Start of Supplied material

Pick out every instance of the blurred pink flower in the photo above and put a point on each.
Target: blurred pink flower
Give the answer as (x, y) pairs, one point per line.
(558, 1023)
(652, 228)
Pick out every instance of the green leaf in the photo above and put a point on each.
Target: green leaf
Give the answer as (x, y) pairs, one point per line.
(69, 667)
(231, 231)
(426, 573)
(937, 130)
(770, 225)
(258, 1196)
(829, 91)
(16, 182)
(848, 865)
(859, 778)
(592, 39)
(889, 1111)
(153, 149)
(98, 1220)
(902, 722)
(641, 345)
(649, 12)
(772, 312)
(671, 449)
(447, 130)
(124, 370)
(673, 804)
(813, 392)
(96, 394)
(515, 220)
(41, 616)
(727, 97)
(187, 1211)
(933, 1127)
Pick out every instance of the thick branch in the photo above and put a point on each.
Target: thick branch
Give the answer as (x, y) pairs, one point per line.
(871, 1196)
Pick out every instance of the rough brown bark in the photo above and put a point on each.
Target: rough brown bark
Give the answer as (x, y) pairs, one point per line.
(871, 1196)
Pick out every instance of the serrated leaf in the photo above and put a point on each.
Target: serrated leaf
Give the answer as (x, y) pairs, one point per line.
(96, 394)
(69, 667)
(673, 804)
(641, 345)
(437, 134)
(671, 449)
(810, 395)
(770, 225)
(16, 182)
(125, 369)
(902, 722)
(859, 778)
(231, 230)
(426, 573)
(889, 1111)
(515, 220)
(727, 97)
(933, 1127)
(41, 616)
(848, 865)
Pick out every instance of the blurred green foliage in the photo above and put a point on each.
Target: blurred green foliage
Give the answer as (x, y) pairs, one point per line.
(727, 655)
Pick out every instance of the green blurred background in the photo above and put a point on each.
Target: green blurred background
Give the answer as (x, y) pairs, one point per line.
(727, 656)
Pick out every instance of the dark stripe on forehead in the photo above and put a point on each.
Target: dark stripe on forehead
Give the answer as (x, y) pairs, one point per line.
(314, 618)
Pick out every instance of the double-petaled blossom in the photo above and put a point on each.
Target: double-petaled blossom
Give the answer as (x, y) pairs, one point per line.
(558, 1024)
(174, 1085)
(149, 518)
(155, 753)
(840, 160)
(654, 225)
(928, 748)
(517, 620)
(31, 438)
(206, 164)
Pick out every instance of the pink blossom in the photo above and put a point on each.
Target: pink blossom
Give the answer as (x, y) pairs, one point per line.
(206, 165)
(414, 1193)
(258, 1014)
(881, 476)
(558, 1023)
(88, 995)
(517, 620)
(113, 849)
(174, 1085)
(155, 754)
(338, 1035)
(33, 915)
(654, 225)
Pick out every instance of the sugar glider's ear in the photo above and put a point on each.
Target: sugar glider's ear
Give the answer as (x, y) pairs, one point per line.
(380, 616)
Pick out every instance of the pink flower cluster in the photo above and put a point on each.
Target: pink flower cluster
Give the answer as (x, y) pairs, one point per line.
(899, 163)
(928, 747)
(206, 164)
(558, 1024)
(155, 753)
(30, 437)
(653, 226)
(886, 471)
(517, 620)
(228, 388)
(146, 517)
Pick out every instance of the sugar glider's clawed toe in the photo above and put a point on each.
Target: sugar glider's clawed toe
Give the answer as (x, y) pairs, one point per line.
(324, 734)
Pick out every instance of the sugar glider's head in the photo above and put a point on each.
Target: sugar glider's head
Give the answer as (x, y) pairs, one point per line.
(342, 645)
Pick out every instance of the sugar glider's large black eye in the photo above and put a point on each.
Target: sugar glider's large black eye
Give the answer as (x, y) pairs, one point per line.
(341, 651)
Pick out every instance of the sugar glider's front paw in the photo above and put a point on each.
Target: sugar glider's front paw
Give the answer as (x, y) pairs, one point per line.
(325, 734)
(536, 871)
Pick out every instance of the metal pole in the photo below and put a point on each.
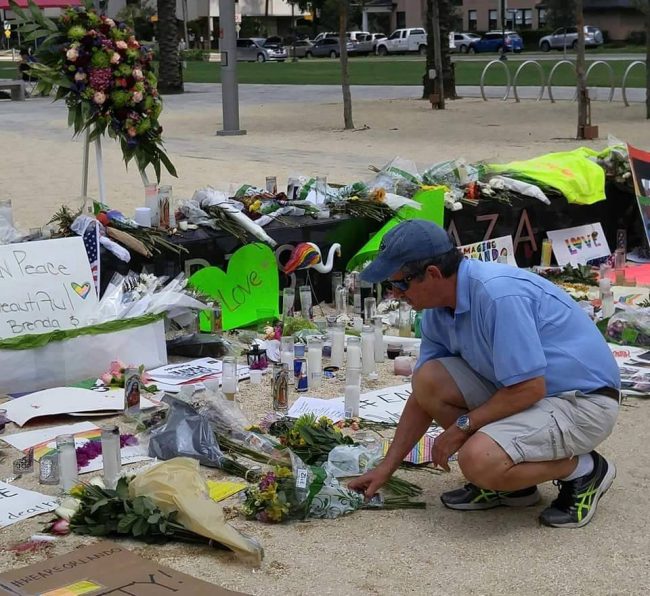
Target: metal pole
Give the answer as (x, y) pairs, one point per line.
(187, 37)
(437, 55)
(84, 166)
(228, 51)
(503, 31)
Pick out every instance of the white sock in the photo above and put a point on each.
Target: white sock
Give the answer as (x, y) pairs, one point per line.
(585, 466)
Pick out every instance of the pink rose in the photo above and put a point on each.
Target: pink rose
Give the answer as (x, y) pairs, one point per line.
(106, 378)
(117, 366)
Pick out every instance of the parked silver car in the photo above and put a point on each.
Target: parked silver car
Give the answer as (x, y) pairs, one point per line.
(255, 49)
(460, 42)
(301, 46)
(329, 47)
(567, 37)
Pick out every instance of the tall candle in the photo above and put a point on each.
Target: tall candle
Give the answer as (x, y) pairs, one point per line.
(354, 352)
(314, 361)
(367, 350)
(379, 339)
(337, 333)
(352, 393)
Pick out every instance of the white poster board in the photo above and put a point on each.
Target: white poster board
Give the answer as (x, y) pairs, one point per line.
(45, 286)
(491, 250)
(17, 504)
(576, 246)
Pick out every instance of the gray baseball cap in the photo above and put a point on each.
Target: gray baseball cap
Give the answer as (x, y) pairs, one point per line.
(411, 240)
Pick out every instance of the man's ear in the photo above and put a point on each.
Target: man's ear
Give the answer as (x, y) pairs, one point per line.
(434, 272)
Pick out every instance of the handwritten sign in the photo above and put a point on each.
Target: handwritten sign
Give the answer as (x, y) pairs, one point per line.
(44, 286)
(576, 246)
(107, 568)
(249, 289)
(17, 504)
(491, 250)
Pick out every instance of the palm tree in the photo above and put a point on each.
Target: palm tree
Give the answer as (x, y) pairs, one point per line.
(170, 76)
(445, 19)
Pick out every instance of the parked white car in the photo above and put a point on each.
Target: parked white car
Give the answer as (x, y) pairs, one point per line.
(401, 41)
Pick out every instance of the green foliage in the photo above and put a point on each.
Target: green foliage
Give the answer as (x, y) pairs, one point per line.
(106, 512)
(86, 75)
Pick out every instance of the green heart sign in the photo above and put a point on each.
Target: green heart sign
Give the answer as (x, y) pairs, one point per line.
(248, 291)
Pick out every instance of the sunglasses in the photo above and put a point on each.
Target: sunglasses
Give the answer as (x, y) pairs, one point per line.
(402, 284)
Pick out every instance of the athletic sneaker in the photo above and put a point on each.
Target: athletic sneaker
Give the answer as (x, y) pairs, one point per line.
(576, 503)
(473, 498)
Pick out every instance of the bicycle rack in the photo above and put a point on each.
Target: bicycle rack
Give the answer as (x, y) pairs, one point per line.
(550, 77)
(612, 84)
(624, 83)
(541, 72)
(487, 67)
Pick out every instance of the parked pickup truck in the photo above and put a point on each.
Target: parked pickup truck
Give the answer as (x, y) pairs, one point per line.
(403, 40)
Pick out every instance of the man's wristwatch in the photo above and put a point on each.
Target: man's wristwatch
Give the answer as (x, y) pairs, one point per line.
(464, 424)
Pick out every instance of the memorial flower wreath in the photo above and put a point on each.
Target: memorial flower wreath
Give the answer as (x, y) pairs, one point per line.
(105, 77)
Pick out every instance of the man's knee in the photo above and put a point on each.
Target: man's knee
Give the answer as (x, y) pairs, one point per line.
(483, 462)
(432, 382)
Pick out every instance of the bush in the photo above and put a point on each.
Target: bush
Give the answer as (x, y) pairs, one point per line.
(636, 38)
(531, 37)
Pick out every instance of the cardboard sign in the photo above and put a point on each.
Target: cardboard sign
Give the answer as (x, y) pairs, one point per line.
(67, 400)
(17, 504)
(640, 167)
(104, 568)
(45, 286)
(576, 246)
(248, 291)
(491, 250)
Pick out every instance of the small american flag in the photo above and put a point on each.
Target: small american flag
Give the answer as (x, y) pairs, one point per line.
(91, 242)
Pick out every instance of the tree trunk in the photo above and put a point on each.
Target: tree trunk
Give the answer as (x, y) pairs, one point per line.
(170, 78)
(445, 15)
(647, 59)
(583, 93)
(345, 75)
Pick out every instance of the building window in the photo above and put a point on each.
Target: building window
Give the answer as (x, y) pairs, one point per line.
(525, 18)
(472, 22)
(493, 19)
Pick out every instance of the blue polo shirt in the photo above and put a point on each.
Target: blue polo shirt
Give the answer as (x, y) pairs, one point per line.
(511, 325)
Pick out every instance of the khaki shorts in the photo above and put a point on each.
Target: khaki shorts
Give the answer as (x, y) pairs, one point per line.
(556, 427)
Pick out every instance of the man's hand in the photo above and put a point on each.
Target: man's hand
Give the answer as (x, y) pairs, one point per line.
(446, 444)
(370, 482)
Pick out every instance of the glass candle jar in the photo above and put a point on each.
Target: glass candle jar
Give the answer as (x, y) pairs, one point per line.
(68, 470)
(229, 377)
(337, 334)
(367, 350)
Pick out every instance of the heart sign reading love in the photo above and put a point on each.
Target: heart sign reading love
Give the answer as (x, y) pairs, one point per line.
(248, 290)
(81, 289)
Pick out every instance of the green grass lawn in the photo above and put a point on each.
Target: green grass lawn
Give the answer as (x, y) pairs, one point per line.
(387, 72)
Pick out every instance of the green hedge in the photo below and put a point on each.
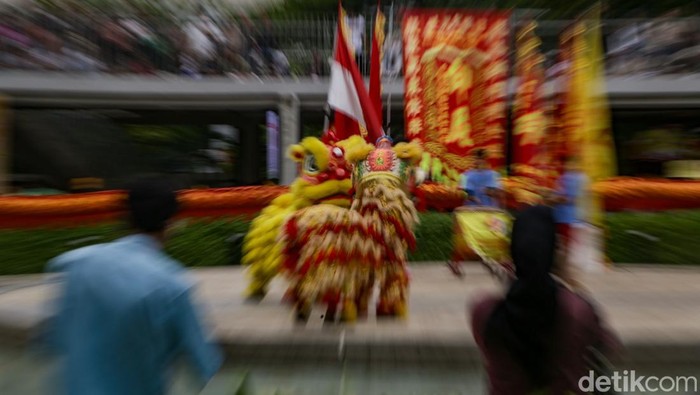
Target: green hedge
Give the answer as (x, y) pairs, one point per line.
(667, 238)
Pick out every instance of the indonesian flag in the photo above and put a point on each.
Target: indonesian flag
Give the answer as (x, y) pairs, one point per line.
(348, 97)
(375, 68)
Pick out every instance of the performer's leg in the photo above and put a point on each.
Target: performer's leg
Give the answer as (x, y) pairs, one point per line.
(332, 299)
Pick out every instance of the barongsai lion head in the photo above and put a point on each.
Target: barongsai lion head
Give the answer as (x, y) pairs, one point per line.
(324, 173)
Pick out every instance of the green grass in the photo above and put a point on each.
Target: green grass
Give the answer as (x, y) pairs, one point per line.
(667, 237)
(204, 242)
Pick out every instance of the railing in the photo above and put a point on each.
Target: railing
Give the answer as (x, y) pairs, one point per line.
(286, 48)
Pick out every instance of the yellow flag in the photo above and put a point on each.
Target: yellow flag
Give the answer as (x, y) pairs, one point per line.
(588, 92)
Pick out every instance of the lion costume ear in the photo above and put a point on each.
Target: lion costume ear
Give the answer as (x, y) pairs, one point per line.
(412, 152)
(296, 153)
(356, 148)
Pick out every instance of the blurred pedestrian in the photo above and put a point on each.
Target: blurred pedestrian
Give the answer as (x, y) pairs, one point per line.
(571, 201)
(125, 311)
(356, 24)
(540, 337)
(482, 184)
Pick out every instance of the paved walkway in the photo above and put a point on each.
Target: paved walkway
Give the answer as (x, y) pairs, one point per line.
(656, 311)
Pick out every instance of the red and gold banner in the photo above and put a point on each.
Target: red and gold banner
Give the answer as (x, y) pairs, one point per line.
(80, 209)
(531, 158)
(456, 71)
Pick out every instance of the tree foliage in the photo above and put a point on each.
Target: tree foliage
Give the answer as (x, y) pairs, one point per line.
(550, 9)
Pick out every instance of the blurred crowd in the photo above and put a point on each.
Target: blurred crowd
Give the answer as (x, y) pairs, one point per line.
(664, 45)
(204, 43)
(197, 45)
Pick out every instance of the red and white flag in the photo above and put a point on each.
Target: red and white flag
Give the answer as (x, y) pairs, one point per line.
(347, 96)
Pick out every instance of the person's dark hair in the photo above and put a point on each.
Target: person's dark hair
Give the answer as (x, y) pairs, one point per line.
(151, 202)
(523, 324)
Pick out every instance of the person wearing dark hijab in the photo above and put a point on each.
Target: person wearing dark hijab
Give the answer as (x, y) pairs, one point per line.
(537, 336)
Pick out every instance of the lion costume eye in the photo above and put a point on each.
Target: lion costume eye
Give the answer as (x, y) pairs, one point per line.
(310, 165)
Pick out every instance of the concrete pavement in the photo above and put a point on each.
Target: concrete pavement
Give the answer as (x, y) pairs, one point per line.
(655, 310)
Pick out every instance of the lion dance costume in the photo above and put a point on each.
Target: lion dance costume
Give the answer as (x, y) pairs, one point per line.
(324, 178)
(337, 254)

End of Supplied material

Problem details
Only lines holding the word "forehead" belong in the answer; copy each one from the material.

Output
Pick out every instance of the dark stripe on forehead in the photo above and put a point on each.
Target: dark stripe on forehead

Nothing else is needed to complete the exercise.